▶ **DATA SUPPLIED**
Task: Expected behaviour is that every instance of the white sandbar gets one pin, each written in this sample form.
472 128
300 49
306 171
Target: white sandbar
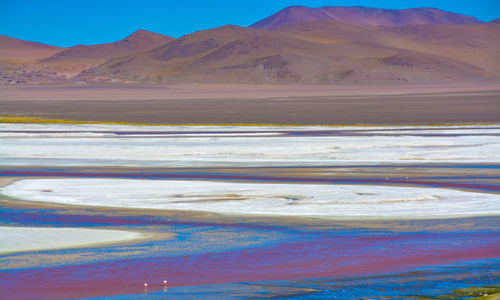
331 201
88 147
17 239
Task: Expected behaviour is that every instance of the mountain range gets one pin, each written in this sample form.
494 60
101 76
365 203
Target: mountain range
299 44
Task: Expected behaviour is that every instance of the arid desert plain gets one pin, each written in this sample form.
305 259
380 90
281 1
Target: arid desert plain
250 149
310 208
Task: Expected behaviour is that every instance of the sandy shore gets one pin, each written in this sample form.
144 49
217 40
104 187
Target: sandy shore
20 239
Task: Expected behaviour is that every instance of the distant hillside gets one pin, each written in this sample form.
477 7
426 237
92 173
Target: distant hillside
139 41
19 49
365 16
318 52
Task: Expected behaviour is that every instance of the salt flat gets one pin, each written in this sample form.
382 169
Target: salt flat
177 146
18 239
330 201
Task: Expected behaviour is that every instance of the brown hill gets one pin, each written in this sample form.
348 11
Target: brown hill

▶ **EXERCISE DESCRIPTION**
A single number is required: the count of lines in the data that include the string "sample".

▶ **SOLUTION TO THIS EXERCISE**
7